## What this task involves
Can you turn the entries, from the line holding "Tag a single point on each instance of the cricket" through the end of the entries, inclusive, into a Markdown table with the columns Row and Line, one line per row and blank lines left out?

=== Records supplied ===

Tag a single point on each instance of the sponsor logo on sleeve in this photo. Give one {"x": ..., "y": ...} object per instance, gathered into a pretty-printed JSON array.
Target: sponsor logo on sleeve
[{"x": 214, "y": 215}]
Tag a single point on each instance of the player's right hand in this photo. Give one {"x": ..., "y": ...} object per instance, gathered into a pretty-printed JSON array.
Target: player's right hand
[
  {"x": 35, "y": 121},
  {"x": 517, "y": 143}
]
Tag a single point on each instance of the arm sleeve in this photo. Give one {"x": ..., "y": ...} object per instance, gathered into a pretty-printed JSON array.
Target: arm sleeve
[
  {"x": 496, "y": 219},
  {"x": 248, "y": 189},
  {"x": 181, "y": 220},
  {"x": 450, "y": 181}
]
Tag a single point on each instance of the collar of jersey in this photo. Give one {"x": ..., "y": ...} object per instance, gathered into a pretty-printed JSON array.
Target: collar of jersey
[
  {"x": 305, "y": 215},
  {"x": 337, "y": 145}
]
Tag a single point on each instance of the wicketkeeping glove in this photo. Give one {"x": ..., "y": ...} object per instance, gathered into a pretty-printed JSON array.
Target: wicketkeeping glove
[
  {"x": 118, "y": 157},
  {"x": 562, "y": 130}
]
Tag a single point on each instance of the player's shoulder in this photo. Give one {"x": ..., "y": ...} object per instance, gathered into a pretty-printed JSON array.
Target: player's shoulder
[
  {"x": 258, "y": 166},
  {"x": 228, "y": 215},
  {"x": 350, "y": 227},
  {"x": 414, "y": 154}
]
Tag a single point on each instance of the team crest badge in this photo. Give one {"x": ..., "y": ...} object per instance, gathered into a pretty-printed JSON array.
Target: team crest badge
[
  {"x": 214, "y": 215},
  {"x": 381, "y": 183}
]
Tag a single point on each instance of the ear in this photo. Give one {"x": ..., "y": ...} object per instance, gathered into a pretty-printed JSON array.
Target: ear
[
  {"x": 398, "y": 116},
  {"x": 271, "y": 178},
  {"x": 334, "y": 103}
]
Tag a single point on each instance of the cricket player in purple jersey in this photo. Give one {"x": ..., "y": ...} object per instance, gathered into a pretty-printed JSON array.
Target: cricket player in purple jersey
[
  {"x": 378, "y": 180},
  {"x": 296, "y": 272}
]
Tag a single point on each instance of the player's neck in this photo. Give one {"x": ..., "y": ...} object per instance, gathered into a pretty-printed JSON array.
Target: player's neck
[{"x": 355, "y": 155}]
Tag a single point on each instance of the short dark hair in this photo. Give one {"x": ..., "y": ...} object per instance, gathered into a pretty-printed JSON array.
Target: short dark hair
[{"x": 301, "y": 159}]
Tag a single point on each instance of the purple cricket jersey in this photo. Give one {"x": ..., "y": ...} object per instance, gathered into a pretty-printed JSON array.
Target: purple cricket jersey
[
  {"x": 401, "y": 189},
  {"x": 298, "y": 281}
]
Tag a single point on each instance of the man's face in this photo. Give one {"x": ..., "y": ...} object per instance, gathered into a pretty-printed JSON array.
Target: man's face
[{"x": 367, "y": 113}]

===

## Finished answer
| Row | Line |
|---|---|
| 1 | Tag a single point on each instance of the cricket player in purple jersey in this photo. Give one {"x": ..., "y": ...} object per instance, gathered into a pretty-printed JSON array. |
| 2 | Target: cricket player in purple jersey |
| 3 | [ |
| 4 |   {"x": 378, "y": 180}, |
| 5 |   {"x": 296, "y": 272} |
| 6 | ] |
| 7 | Tag a single point on each instance of the player's neck in this photo. Give one {"x": ..., "y": ...} object per instance, gathered into a pretty-printed JSON array. |
| 8 | Target: player's neck |
| 9 | [{"x": 355, "y": 155}] |
| 10 | Tag a single point on each instance of the short dark hair in this photo. Give one {"x": ..., "y": ...} object per instance, gathered into a pretty-printed JSON array. |
| 11 | Target: short dark hair |
| 12 | [{"x": 301, "y": 159}] |
| 13 | Tag a single point on each instance of the purple cricket jersey in this photo. Give one {"x": ..., "y": ...} object per instance, gathered into a pretty-printed JSON array. |
| 14 | Target: purple cricket jersey |
| 15 | [ |
| 16 |   {"x": 401, "y": 189}, |
| 17 |   {"x": 298, "y": 281} |
| 18 | ] |
| 19 | Tag a single point on each instance of the man's face in this photo. Give one {"x": ..., "y": ...} object per instance, gathered into a pretty-printed JSON array. |
| 20 | Target: man's face |
| 21 | [{"x": 367, "y": 113}] |